--- Start of Data listing ---

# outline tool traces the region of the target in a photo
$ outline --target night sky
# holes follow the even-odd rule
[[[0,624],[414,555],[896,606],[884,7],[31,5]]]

--- End of Data listing ---
--- Start of Data listing ---

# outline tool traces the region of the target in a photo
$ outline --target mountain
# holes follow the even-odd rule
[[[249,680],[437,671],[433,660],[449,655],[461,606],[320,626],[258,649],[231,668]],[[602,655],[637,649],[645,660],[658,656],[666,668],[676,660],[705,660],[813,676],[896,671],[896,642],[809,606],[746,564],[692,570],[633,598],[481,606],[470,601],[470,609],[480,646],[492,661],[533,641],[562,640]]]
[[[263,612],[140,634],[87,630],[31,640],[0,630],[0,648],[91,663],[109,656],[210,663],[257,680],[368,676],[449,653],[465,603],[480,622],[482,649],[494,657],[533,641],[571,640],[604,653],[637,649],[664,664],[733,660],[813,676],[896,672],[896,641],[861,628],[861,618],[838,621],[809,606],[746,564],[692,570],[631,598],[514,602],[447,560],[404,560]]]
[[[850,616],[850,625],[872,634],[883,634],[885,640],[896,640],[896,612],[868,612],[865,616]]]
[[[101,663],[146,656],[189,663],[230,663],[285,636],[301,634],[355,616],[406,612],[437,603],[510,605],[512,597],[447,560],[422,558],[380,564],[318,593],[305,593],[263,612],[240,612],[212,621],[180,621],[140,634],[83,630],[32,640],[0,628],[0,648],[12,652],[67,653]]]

--- End of Data listing ---

Prompt:
How many lines in the entries above contain the string "target"? Case must match, and the reply should be only the number.

Result of the exercise:
4